_Input for this task_
--

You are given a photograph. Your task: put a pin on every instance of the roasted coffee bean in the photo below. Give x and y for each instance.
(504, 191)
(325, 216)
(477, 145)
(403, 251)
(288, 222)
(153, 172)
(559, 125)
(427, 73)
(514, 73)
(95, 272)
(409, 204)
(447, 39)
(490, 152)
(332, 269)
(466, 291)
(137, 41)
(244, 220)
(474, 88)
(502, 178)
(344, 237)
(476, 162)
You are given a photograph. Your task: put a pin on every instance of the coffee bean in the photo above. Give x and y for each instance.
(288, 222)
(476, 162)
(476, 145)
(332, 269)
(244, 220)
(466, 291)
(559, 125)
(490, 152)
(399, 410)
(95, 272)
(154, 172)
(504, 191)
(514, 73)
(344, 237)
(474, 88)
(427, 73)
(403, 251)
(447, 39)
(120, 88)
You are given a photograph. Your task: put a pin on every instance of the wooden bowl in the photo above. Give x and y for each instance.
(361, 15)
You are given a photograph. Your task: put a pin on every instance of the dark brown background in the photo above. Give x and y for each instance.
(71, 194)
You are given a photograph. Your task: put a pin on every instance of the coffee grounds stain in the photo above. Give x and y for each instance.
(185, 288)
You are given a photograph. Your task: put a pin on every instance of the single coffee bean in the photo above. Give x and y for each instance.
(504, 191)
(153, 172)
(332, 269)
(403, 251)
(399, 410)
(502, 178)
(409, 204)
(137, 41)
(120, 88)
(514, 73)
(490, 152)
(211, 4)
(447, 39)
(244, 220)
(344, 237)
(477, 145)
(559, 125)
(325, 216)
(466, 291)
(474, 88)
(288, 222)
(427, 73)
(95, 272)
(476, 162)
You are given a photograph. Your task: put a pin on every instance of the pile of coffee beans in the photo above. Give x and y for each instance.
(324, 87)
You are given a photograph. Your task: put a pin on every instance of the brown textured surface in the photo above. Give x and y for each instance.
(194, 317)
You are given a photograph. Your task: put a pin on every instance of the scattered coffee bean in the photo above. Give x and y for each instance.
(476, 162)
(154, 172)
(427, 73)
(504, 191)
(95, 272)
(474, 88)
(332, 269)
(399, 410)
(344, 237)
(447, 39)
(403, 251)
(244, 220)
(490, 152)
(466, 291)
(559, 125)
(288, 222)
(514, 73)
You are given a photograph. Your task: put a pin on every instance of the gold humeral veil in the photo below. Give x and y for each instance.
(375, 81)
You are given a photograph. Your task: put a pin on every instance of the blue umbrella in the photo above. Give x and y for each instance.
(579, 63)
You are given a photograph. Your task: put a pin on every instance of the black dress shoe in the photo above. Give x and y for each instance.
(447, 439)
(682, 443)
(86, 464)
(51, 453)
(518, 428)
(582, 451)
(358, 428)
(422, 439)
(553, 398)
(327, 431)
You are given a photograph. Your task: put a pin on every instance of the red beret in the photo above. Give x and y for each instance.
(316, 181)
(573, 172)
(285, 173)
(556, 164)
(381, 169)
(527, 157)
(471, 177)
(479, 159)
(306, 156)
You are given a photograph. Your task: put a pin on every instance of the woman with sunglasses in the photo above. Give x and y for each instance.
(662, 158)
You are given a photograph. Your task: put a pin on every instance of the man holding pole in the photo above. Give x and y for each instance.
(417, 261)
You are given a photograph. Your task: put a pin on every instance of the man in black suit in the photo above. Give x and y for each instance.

--

Output every entry shown above, exactly.

_Response to this task_
You are given a photograph. Your task: put a pin on every instance of the roasted coffee bean in the photo below. Give x and y for each instance.
(504, 191)
(325, 216)
(477, 145)
(403, 251)
(288, 222)
(153, 172)
(559, 125)
(427, 73)
(514, 73)
(95, 272)
(409, 204)
(447, 39)
(490, 152)
(332, 269)
(466, 291)
(137, 41)
(244, 220)
(474, 88)
(502, 178)
(344, 237)
(476, 162)
You are given a photograph. Your task: put a pin on every instance of the coffee bean in the photo above. Give x and y for each instance.
(288, 222)
(476, 162)
(476, 145)
(332, 269)
(244, 220)
(466, 291)
(559, 125)
(490, 152)
(399, 410)
(95, 272)
(154, 172)
(504, 191)
(514, 73)
(344, 237)
(474, 88)
(427, 73)
(403, 251)
(447, 39)
(120, 88)
You are given a photograph. Your task: put a pin on every instance of the wooden bowl in the photo above. Give x and y for each instance.
(361, 15)
You are given a photograph. Your task: put a pin on every instance of the dark brown background in the photo above. Give x and y for each instance.
(71, 194)
You are given a photograph. Your task: put a pin on every instance of the coffee grounds stain in the photo above. Give x and y for each instance.
(185, 288)
You are given a photograph. Your task: put a pin on every instance of the single coffee bean in the photo above. Give x and y for each instance.
(504, 191)
(153, 172)
(332, 269)
(403, 251)
(399, 410)
(502, 178)
(409, 204)
(137, 41)
(120, 88)
(514, 73)
(490, 152)
(211, 4)
(447, 39)
(244, 220)
(344, 237)
(477, 145)
(559, 125)
(325, 216)
(466, 291)
(474, 88)
(288, 222)
(427, 73)
(95, 272)
(476, 162)
You are given a photograph. Your task: put a pin on every instance of the pile of coffee beans in the photo above. Give x and y for each instance.
(324, 87)
You are given a photograph. Your task: put a pin on every instance of the brown textured surface in the photo above. Give x and y for each instance.
(194, 317)
You are given a photograph. Your task: put a pin on every instance of the scattered coffee bean in the photo above. Give x and y for each instance.
(476, 162)
(154, 172)
(427, 73)
(504, 191)
(95, 272)
(474, 88)
(332, 269)
(399, 410)
(344, 237)
(447, 39)
(403, 251)
(244, 220)
(490, 152)
(466, 291)
(559, 125)
(288, 222)
(514, 73)
You are given a photograph. Your task: put a pin on every instance of the gold humeral veil in the photo below. Give x and y for each instance.
(375, 81)
You are given a photograph. Your task: put a pin on every instance of the blue umbrella in the photo above. Give x and y for each instance.
(579, 63)
You are given a photograph. Your task: put a pin on every instance of the black dress shoe in the photo above. Give x and y for each instance.
(447, 439)
(682, 443)
(86, 464)
(51, 453)
(518, 428)
(582, 451)
(358, 428)
(422, 439)
(553, 398)
(327, 431)
You are given a photograph. Your task: put a pin on every instance of the red beret in the photo above. Give x and y for each instance.
(316, 181)
(573, 172)
(285, 173)
(556, 164)
(381, 169)
(527, 157)
(471, 177)
(479, 159)
(306, 156)
You are given a photograph. Your task: put a pin on every instance of the woman with sunglasses in the photo above. Give x and y for each instance.
(662, 158)
You are given a photograph. Your task: put a pin on every instance of the man holding pole in the photo above. Give x and y for each instance.
(417, 261)
You are given a photograph. Your task: put a pin on every instance of the man in black suit in the photo above. Give x and y for each instance.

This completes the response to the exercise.